GOAL 1:
Answer these questions using the workshop page:
(a) Where was the workshop held?
(b) At what time did the conference end on Friday?
(c) Where was dinner on Thursday?
GOAL 2: Continue the workshop page past its final sentence.
*** SOURCE EXCERPT
Organizers: Prof. Michael Shirts (University of Colorado Boulder) and Prof. David Mobley (University of California, Irvine)
Location: NIST Gaithersburg
MolSSI sponsored a workshop, August 24-25, 2017, focused around improving the way that molecular software is used, which can be equally important as improving the software itself. Molecular simulations could have an even larger impact than they currently do if we can better share the expertise it takes to generate sound results and validate them.
This workshop itself was intended to be part of a bigger initiative, and workshop participants were expected to be involved in a larger process of developing molecular simulation best practice documents and ‘checklists’. The workshop also addressed improving other approaches to educating starting researchers, including reviews and tutorial material. The scope of the workshop was classical molecular simulation, both molecular dynamics and Monte Carlo.
A report on the workshop’s outcomes is here.
Schedule
Thursday, August 24th
8:30 Shuttle from Hilton to NIST
9-10:30 The challenge:
10:30-11:00 Break
11-12:30 The means to solve the problem:
12:30-1:45 Lunch
1:45-2:30 Discussion: How do we run/incentivize comparisons between codes?
2:30-3:30 Smaller group breakout session 1: discuss half of the working documents in parallel
3:30-4:00 Break
4:00-5:00 Smaller group breakout session 2: discuss other half of the working documents in parallel
5:00-5:30 Daily summary and wrap up
5:45 Shuttle to Hilton
6:30-8:00 Dinner (Rook’s Corner Restaurant, at the Hilton)
Friday, August 25th
8:30 Shuttle from Hilton to NIST
9-10:30 Discussion of best practices: Presentation of work so far
10:30-11:00 Break
11-12:30 Discussion of best practices: Presentation of work so far
12:30-1:30 Lunch (NIST)
1:30-2:30 Discussion of plans for moving forward. Topics include:
2:30-3:00 Collaboratively writing outcomes document (document required by MolSSI)
3:00 Conference end
Attendees and Group assignments
Basic simulation training (pre checklists) * | Jacob Monroe, Justin Gilmer, Heather Mayes, Avisek Das, David Mobley, Eliseo Marin-Rimoldi, Rommie Amaro, Julia Rice |
Free energy calculations | John Chodera, Conor Parks, Heather Mayes, Antonia Mey |
Best practices for simulation software/physical validation ** | Conor Parks, Pascal Merz, Justin Gilmer, Matthew Spellings, David Kofke, Bill Swope, Xiongwu Wu |
Simulation setup | |
Biomolecular | John Chodera, Antonia Mey, Elizabeth Ploetz, David Mobley, Rommie Amaro |
Interfacial | Jacob Monroe, Andrew Summers, Kristin Ficthorn |
Polymer | Coray Colina, Paul Saxe, Andrew Summers, Michael Fortunato, Sunny Hwang |
Sampling assessment, convergence, and uncertainty estimation | Dan Zuckerman, Pascal Merz, Anthony Hazel, Andrew Schultz, Dan Siderius, Alan Grossfield, Daniel Roe, Paul Patrone |
Property Calculation | |
Transport properties in liquids/polymers | Ed Maginn, Richard Elliot, Sunny Hwang, Bill Swope, Daniel Roe |
Fluctuation quantities | Elizabeth Ploetz, Ed Maginn, Baron Peters, Michael Shirts |
Potentials of mean force | Anthony Hazel, Michael Shirts, Alan Grossfield, Baron Peters |
Glass transition temperature | Paul Saxe, Richard Elliot, Michael Fortunato |
* This is a special category. It will likely eventually have more than just a best practices document, and also include tutorials as well (or at least links to tutorials!). We will assume that people looking at the other best practice documents can get the information they need here, which will require more coordinate between this one and others. This will almost certainly need to be divided into multiple subcategories, but will require coordinated work.
******
*** INFORMATION PROVIDED
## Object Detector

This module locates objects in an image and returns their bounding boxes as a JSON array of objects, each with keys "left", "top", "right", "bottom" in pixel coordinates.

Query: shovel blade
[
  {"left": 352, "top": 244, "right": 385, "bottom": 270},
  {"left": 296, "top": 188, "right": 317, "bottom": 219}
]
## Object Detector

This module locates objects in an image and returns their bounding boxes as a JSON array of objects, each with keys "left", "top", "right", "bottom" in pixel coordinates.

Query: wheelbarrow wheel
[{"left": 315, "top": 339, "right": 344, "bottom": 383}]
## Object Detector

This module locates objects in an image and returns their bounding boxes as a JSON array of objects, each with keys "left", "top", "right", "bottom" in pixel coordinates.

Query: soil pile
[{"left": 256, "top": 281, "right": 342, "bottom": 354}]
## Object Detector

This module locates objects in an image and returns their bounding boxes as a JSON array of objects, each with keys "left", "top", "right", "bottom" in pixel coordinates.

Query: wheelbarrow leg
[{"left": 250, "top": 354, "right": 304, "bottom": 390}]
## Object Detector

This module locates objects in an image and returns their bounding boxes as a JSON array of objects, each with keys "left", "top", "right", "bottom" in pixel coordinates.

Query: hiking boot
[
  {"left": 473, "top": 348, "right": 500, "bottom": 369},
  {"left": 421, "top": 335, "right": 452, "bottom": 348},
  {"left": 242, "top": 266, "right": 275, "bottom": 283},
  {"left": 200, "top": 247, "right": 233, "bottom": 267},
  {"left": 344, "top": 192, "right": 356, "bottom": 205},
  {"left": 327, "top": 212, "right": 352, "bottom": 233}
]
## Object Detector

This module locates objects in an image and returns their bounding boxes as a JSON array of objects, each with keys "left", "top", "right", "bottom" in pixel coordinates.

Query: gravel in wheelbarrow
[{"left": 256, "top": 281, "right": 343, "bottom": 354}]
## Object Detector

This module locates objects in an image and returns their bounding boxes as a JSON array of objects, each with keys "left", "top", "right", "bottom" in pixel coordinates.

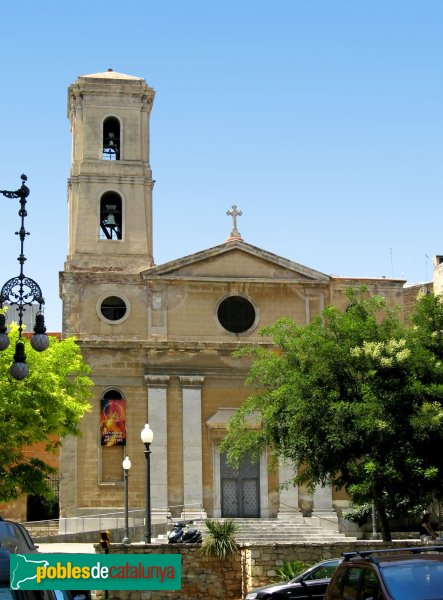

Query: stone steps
[{"left": 153, "top": 515, "right": 356, "bottom": 544}]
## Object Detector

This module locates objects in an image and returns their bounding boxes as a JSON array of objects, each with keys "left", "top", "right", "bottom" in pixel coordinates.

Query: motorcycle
[{"left": 168, "top": 517, "right": 202, "bottom": 544}]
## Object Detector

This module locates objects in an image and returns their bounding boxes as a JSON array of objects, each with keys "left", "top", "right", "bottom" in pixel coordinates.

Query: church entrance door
[{"left": 220, "top": 454, "right": 260, "bottom": 518}]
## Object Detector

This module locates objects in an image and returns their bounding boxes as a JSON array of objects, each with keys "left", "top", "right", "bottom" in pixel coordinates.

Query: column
[
  {"left": 312, "top": 485, "right": 338, "bottom": 528},
  {"left": 145, "top": 375, "right": 169, "bottom": 520},
  {"left": 277, "top": 459, "right": 301, "bottom": 519},
  {"left": 180, "top": 376, "right": 206, "bottom": 518}
]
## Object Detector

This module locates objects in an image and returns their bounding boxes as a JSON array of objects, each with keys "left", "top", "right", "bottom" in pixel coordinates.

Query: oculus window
******
EXPECTED ANSWER 1:
(a) NIST Gaithersburg
(b) 3:00
(c) Rook's Corner Restaurant, at the Hilton

EXPECTED ANSWER 2:
** This is also a special category. There’s a couple of different directions for this to go; a focus on checks that each code could run, which is sort of what I was thinking, but I want to give people a little freedom, since there was so much interest. We don’t want a focus on coding techniques – that’s a useful area, but I think we want to focus on the usage of and testing of code at this stage. Another potential area is comparison between programs; but I think this needs to be tackled in something a little bigger than just a best practices document, it might, however, be reasonable to develop a number of test cases that can be used.
Instructions for working groups for attendees
Our main goals up to and through the workshop:
Everything is oriented towards this. We expect it should just take a couple hours a week before the conference to get the process rolling.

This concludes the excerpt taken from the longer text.